Reproduce all of the data exactly as written.

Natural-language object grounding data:
-*-

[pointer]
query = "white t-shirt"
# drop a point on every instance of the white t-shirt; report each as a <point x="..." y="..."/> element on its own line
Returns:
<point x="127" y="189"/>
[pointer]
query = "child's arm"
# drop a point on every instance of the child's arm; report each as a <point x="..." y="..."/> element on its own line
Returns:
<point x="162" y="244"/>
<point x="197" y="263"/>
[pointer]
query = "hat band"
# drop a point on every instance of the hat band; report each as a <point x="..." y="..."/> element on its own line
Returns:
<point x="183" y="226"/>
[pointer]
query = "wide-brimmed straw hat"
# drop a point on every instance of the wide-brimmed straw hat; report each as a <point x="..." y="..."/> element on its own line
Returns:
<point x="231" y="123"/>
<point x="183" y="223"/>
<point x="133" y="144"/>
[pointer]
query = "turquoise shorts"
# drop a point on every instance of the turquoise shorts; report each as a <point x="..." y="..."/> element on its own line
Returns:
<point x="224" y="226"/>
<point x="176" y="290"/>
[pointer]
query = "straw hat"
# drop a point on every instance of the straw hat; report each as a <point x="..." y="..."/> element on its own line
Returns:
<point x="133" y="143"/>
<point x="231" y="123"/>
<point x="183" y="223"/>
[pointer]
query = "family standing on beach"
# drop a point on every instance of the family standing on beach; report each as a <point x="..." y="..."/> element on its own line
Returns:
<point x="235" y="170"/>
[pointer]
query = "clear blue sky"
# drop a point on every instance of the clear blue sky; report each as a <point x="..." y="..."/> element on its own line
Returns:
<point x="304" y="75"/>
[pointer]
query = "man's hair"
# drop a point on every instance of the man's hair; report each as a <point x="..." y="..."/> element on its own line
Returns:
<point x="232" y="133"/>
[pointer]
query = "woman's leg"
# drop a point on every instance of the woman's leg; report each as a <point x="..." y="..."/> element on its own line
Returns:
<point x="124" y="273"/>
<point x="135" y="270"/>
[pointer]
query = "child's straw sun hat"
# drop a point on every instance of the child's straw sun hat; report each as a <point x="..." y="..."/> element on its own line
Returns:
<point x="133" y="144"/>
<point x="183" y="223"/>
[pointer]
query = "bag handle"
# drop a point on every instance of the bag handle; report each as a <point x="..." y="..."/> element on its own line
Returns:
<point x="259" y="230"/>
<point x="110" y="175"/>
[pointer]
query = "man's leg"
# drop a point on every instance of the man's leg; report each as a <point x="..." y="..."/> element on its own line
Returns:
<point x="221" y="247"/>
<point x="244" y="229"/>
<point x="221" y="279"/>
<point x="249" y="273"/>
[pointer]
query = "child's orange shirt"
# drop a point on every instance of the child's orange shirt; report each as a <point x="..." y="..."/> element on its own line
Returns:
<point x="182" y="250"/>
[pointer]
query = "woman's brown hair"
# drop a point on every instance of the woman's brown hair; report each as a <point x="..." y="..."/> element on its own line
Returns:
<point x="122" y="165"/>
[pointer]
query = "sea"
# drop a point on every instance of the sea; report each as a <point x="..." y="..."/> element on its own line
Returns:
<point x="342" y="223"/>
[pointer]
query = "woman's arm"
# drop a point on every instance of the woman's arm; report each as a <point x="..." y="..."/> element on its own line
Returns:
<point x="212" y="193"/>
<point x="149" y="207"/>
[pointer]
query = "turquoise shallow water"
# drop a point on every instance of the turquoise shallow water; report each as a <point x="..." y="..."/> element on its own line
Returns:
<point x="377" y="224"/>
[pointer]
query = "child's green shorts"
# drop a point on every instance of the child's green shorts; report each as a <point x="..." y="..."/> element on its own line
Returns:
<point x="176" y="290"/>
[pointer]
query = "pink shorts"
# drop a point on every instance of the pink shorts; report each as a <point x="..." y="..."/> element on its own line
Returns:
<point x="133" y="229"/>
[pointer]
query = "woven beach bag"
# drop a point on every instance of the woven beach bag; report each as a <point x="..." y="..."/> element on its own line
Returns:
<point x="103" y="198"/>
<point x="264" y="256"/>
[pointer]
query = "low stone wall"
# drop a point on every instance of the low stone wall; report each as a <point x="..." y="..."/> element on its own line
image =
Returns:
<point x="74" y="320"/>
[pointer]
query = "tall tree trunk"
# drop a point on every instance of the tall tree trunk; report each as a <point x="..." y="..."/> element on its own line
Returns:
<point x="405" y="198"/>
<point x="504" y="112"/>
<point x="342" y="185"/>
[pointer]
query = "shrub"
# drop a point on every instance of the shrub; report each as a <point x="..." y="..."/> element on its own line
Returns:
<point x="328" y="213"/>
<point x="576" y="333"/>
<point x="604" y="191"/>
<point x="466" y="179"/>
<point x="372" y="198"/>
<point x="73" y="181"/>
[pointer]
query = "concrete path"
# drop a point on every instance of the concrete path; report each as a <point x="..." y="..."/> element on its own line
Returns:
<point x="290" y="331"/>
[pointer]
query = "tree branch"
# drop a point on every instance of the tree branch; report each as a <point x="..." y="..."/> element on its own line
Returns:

-*-

• **ANSWER SECTION**:
[pointer]
query = "white t-shirt"
# drop a point on every instance of the white t-shirt; report each as a <point x="..." y="..."/> element on its own line
Returns:
<point x="127" y="189"/>
[pointer]
query = "child's arm"
# drop a point on every instance of the child's arm; report each as a <point x="..." y="..."/> element on its own line
Returns:
<point x="162" y="244"/>
<point x="197" y="263"/>
[pointer]
query = "hat band"
# drop a point on every instance of the hat band; report each as a <point x="..." y="..."/> element on its own line
Returns:
<point x="183" y="226"/>
[pointer]
query = "wide-brimmed straw hat"
# drop a point on every instance of the wide-brimmed straw hat; report each as a <point x="..." y="..."/> element on its own line
Returns:
<point x="231" y="123"/>
<point x="183" y="223"/>
<point x="133" y="144"/>
[pointer]
query = "turquoise shorts"
# drop a point on every instance of the turquoise shorts; report each as a <point x="..." y="..."/> element on its own line
Returns:
<point x="224" y="226"/>
<point x="176" y="290"/>
[pointer]
query = "straw hat"
# drop a point on every instance of the straw hat; report each as a <point x="..." y="..."/> element on its own line
Returns:
<point x="133" y="143"/>
<point x="231" y="123"/>
<point x="183" y="223"/>
[pointer]
query = "family standing on beach"
# drop a point on every instance of the family standing on beach; report each as a <point x="..." y="..."/> element on its own line
Returns:
<point x="235" y="170"/>
[pointer]
query = "clear blue sky"
# drop a point on every instance of the clear blue sky; report each as a <point x="..." y="..."/> element on its own line
Returns:
<point x="304" y="75"/>
[pointer]
query = "man's hair"
# drop a point on every instance of the man's hair; report each as a <point x="..." y="..."/> element on its own line
Returns:
<point x="232" y="133"/>
[pointer]
query = "woman's leg"
# drop a point on every instance of the woman's leg; report each as a <point x="..." y="..."/> element on its own line
Returns:
<point x="124" y="273"/>
<point x="135" y="270"/>
[pointer]
query = "child's straw sun hat"
# drop a point on every instance of the child's straw sun hat; report each as a <point x="..." y="..."/> element on its own line
Returns:
<point x="133" y="144"/>
<point x="183" y="223"/>
[pointer]
query = "bag handle"
# drop a point on every instance of the bag handle; report each as a <point x="..." y="..."/> element on its own line
Returns:
<point x="259" y="230"/>
<point x="110" y="175"/>
[pointer]
query = "man's leg"
# drop a point on every instance of the man's leg; report each as a <point x="..." y="..."/> element on its own line
Returns:
<point x="221" y="247"/>
<point x="244" y="229"/>
<point x="221" y="279"/>
<point x="249" y="273"/>
[pointer]
query = "child's orange shirt"
# drop a point on every instance of the child's orange shirt; report each as a <point x="..." y="..."/> element on its own line
Returns:
<point x="182" y="250"/>
[pointer]
query = "woman's brown hair"
# drop a point on every instance of the woman's brown hair; report each as a <point x="..." y="..."/> element on its own line
Returns:
<point x="122" y="165"/>
[pointer]
query = "sea"
# drop a point on every instance of the sea; report each as a <point x="..." y="..."/> element on its own line
Returns:
<point x="342" y="223"/>
[pointer]
query = "woman's arm"
# drop a point on every instance of the woman's arm; report each as a <point x="..." y="..."/> element on its own line
Returns:
<point x="212" y="193"/>
<point x="149" y="207"/>
[pointer]
query = "turquoise shallow water"
# drop a point on every instance of the turquoise shallow water; report each as a <point x="..." y="..."/> element on its own line
Returns:
<point x="377" y="224"/>
[pointer]
query = "child's green shorts"
# drop a point on every instance of the child's green shorts; report each as a <point x="..." y="..."/> element on its own line
Returns:
<point x="176" y="290"/>
[pointer]
query = "pink shorts"
# drop a point on every instance of the pink shorts; report each as a <point x="..." y="..."/> element on its own line
Returns:
<point x="133" y="229"/>
[pointer]
query = "woven beach bag"
# drop a point on every instance of the woven beach bag; report each as a <point x="..." y="..."/> element on its own line
Returns:
<point x="103" y="198"/>
<point x="264" y="256"/>
[pointer]
query = "low stone wall"
# drop a point on every instance of the low stone wall; report each as a <point x="..." y="..."/> element on its own line
image =
Returns:
<point x="74" y="320"/>
[pointer]
query = "tall tree trunk"
# drop a point on every instance of the tall tree trunk; report each as a <point x="..." y="..."/> element on its own line
Returns:
<point x="405" y="198"/>
<point x="504" y="112"/>
<point x="342" y="185"/>
[pointer]
query = "shrub"
# drop a point on every instance of the shrub; report each as a <point x="..." y="..."/> element on its own line
Returns:
<point x="328" y="213"/>
<point x="576" y="333"/>
<point x="604" y="191"/>
<point x="466" y="179"/>
<point x="372" y="198"/>
<point x="73" y="181"/>
[pointer]
query = "concrete path"
# drop a point on every instance of the concrete path; report each as a <point x="..." y="..."/> element on its own line
Returns:
<point x="290" y="331"/>
[pointer]
query = "tree branch"
# drop a point on every instance of the tree branch; report each as a <point x="..." y="..."/> element on its own line
Returns:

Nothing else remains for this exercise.